TO DO:
1 - Please reproduce part of the passage on leadership diversity in government, beginning at the words "Research indicates that" and stopping after "successfully once elected.".
2 - Carry on the passage on leadership diversity in government from its final sentence.

TEXT PASSAGE:
-=-=-

It becomes more difficult to perpetuate stereotypes and to operate on incorrect assumptions when a variety of representatives are present and contributing to discussions – writes Lora Jane Berg
The logic of leadership diversity is that diverse and representative voices need to be at the decision-making table for the best political outcomes to be reached, at all levels of government. It becomes more difficult to perpetuate stereotypes and to operate on incorrect assumptions when a variety of representatives are present and contributing to discussions.
Research indicates that constituents are more likely to communicate with representatives who share their diversity factors, making valuable information available. Further, higher levels of racial and ethnic diversity in legislatures are related to the safety of minorities from political threats. These are some of the factors motivating the increasing number of organisations that focus on training diverse young leaders to aspire to and run for office and to perform successfully once elected.
While some of this work is conducted on a partisan basis, much of it is non-partisan and inspired by the ideals of representative and inclusive governance. Several civil society actors in the United States specialise in training specific demographic groups: military veterans, Latinos, Lesbian Gay Bisexual Transgender, African-Americans, women, youth and first generation immigrants.

-=-=-

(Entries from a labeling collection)
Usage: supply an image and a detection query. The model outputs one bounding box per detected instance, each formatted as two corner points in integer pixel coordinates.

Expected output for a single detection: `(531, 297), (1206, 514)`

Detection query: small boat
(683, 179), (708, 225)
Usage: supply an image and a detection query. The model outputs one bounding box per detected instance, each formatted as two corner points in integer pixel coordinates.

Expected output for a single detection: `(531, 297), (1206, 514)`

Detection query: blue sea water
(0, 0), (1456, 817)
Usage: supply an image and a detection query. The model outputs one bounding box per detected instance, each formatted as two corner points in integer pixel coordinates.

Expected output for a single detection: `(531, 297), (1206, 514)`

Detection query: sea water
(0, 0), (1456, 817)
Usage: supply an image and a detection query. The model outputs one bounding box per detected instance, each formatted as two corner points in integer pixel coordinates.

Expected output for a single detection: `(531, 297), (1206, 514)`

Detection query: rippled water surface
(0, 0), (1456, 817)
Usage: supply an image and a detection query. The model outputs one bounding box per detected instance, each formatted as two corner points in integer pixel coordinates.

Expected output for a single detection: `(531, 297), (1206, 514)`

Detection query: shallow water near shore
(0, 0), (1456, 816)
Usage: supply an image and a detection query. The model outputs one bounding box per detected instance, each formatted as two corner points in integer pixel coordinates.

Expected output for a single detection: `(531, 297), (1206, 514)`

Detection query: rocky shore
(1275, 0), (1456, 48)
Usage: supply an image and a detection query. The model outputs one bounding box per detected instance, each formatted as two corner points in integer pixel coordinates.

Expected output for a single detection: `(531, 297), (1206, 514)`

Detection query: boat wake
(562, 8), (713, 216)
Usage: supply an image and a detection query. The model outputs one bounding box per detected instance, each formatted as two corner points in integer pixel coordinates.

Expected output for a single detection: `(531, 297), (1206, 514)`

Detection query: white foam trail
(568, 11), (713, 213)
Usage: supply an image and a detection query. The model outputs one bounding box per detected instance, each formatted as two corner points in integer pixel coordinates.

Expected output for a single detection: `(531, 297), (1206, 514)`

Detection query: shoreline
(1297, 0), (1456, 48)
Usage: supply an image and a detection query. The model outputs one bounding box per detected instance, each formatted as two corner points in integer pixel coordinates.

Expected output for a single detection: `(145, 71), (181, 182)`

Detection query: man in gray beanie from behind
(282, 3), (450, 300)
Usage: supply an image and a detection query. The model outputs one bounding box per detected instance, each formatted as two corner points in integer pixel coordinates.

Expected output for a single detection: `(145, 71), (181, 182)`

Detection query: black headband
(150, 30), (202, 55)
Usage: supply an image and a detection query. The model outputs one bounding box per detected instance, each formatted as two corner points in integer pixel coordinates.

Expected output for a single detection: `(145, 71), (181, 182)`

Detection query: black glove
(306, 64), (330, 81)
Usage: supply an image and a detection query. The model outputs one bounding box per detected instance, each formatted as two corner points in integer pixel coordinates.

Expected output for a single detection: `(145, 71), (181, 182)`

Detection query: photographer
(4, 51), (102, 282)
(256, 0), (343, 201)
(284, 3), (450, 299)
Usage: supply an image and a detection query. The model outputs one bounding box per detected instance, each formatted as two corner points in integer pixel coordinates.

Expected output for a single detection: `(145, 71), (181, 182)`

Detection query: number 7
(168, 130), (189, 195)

-=-=-

ANSWERS FOR THE TASKS:
1 -
Research indicates that constituents are more likely to communicate with representatives who share their diversity factors, making valuable information available. Further, higher levels of racial and ethnic diversity in legislatures are related to the safety of minorities from political threats. These are some of the factors motivating the increasing number of organisations that focus on training diverse young leaders to aspire to and run for office and to perform successfully once elected.

2 -
Training organisations for female candidates have seen rapid growth with some such as Running Start reaching young girls with the message that political leadership is a possible and meaningful goal. The increasingly strong presence of women in the US Congress, currently at 18.5 per cent, is due in part to some of this groundwork conducted by these civil society actors.
Inside the European Union, EU-funded organisations have also begun to take an activist approach to mentoring candidates from underserved groups. The European Women’s Lobby provides a mentoring network for women interested in running in European Parliament elections including from foreign origin and ethnic minority backgrounds. Some member countries are also home to civil society organisations that train diverse candidates. For example, in the United Kingdom, Operation Black Vote is a long time civil society actor that trains and mentors political candidates to strengthen the political voice for African, Asian, Caribbean, Chinese and other ethnic minorities.
Non-profits also operate across borders in political skills training, including the engagement of some American-based non-governmental organisatons in Europe to share strategies for strengthening leadership diversity. One example would be the National Democratic Institute’s Regional Roma Initiative, which predicts that if Roma gain political influence, government responsiveness to Roma-related issues will follow. The NDI has reached more than 1,000 Roma activists and, as a result, Roma are increasingly entering politics and are undertaking advocacy campaigns.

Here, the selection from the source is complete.